**Teks Sumber**
▬▬▬
Jangan sampai kita terbentuk menjadi mahluk yang beragama secara simbolik namun kehilangan kesalehan sosial. Menjalankan ibadah dengan taat namun lidah tetap menyakiti tetangga, mengajak kebaikan dengan memukul, memicingkan mata pada orang yang berseberangan faham, menelantarkan orang-orang disekitar kita padahal dalam keadaan mampu, dan yang lebih hebat adalah mencita-citakan berdirinya negara Islam dengan perlengkapan yang justru tidak islami seperti aksi teror, melakukan pembunuhan, bekerja melalui pemerasan, dan lain-lain. Agama menjadi kompor yang baik untuk membakar semangat buas khas manusia, menegakkan simbol agama dengan menggerus hak-hak kemanusiaan. Selama ini, kita sering menjadikan ritual simbolik sebagai tujuan. Akibatnya nafsu buas manusia dijadikan alat membasmi otoritas kemanusiaan, menyeret nama agung Tuhan (seolah Tuhan anti-humanisme). Saya sepakat dengan ungkapan Muhammad Abduh bahwa kebesaran Islam malah tertutup oleh perilaku umat muslim itu sendiri, dapat kita saksikan sekarang.

Menurut hemat saya, ritual simbolik agama harus tetap berjalan tanpa menihilkan kesalehan sosial karena keduanya bermuara pada satu tujuan. Sudah merasa aman dimata Tuhan karena melakukan ritual lima waktu, ritual hari jumat, ritual harian, ritual tahunan? Jika agama hanya dipahami sebagai hubungan mesra antara seseorang dengan Tuhan-nya, maka kita akan “terlena” dengan kenikmatan ritual tanpa memperhatikan realitas sekitar. Ibadah menjangkau tata laku sepanjang hari dan berada disekitar kita bukan terbatas pada tempat dan waktu. Bagi saya ibadah adalah bentuk terima kasih kepada Tuhan yang diejewantahkan secara substansial dengan mengasihi sesama, menjaga kenyamanan tetangga, dan prinsip keadilan lainnya. Tentu saja tanpa meninggalkan simbol seperti shalat 5 waktu, zakat, puasa, haji, menutupi aurat dengan seksama, dan lainnya. Ibadah adalah kehidupan itu sendiri, seperti yang disampaikan intelektual muslim India Ashgar Ali Engginer bahwa masyarakat apapun yang didalamnya masih terdapat eksploitasi kepada kaum yang lemah dan tertindas tidak bisa disebut Islami walaupun ritual-ritual Islam dijalankan bahkan diformalkan sebagai hukum.
▬▬▬
**Data Tersimpan**

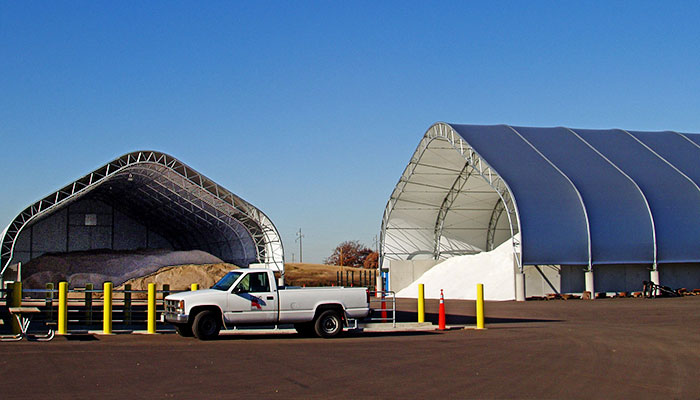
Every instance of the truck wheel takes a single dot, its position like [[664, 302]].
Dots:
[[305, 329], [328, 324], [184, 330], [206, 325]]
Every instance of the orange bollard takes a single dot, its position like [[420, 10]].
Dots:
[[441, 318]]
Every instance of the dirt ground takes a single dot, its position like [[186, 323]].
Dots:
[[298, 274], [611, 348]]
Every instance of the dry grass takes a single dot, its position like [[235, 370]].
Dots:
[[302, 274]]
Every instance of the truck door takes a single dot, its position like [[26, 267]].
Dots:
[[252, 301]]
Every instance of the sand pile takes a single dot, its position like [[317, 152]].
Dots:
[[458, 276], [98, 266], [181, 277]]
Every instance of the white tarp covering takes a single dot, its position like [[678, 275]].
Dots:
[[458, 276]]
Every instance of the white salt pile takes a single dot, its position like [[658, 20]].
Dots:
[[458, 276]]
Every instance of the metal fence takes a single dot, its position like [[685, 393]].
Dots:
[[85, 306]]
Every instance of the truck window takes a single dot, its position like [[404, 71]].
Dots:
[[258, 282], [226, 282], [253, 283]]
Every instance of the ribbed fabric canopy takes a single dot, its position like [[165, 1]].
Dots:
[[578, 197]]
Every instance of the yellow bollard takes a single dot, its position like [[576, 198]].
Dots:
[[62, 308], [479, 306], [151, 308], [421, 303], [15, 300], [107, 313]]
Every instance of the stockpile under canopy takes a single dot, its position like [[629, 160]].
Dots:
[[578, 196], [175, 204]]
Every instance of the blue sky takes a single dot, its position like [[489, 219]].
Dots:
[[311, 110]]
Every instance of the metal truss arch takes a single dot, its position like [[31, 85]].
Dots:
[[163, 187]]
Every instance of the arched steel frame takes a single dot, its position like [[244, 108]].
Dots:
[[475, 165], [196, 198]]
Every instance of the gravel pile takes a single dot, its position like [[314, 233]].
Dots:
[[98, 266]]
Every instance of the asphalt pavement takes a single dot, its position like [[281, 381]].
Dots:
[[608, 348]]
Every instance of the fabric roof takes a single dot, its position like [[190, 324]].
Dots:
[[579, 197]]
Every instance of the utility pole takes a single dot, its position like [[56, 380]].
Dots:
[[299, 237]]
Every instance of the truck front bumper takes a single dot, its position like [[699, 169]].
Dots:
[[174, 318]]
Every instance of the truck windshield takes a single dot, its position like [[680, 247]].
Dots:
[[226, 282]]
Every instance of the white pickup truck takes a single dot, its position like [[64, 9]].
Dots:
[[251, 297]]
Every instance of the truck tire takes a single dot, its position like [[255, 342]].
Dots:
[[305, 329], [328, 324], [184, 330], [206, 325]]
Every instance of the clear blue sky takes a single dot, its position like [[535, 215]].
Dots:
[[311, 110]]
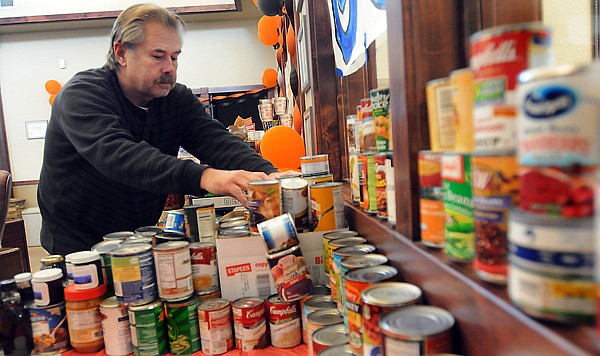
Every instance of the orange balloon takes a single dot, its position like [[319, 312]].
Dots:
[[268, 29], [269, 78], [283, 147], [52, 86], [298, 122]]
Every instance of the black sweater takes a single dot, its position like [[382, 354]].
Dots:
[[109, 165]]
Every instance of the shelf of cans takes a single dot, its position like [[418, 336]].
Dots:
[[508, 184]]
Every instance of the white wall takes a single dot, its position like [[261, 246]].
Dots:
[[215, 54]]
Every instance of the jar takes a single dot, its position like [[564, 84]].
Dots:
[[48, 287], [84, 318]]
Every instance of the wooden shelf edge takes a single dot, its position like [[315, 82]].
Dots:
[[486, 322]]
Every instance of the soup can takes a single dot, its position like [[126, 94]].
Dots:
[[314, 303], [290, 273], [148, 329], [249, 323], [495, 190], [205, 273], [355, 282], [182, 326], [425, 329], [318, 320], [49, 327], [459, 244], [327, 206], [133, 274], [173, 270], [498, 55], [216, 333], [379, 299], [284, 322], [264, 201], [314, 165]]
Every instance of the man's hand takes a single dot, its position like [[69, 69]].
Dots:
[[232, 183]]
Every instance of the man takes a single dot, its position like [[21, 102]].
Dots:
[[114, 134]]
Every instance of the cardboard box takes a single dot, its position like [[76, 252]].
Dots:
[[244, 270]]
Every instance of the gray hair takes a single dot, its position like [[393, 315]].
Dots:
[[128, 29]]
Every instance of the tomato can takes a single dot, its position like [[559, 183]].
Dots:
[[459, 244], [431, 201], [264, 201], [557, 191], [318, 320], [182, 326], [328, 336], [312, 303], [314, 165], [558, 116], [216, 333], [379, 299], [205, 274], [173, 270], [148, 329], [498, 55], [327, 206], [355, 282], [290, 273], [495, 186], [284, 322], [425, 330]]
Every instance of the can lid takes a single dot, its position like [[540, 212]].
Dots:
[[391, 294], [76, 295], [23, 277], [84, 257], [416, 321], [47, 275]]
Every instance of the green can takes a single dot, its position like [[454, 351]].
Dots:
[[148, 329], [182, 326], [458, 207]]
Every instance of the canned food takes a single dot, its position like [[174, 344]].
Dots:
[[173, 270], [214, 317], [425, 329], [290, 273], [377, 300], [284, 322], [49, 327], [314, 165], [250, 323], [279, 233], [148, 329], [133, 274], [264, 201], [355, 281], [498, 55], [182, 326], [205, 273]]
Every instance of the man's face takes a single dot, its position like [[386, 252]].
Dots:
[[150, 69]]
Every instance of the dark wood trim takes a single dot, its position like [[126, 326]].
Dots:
▬▬▬
**Daftar Tugas**
a) Daftarkan setiap simbol ibadah yang disebut dalam teks sumber sesudah frasa "tanpa meninggalkan simbol seperti".
b) Jawab pertanyaan berikut berdasarkan teks sumber:
(i) Ungkapan siapa yang disetujui bahwa kebesaran Islam tertutup oleh perilaku umat muslim itu sendiri?
(ii) Ritual simbolik agama dan kesalehan sosial bermuara pada apa?
(iii) Ashgar Ali Engginer disebut sebagai apa?
Materi ini diambil dari sumber yang berbeda.

**Hasil Jawaban**
a)
- shalat 5 waktu
- zakat
- puasa
- haji
- menutupi aurat dengan seksama

b)
(i) Muhammad Abduh.
(ii) Pada satu tujuan.
(iii) Intelektual muslim India.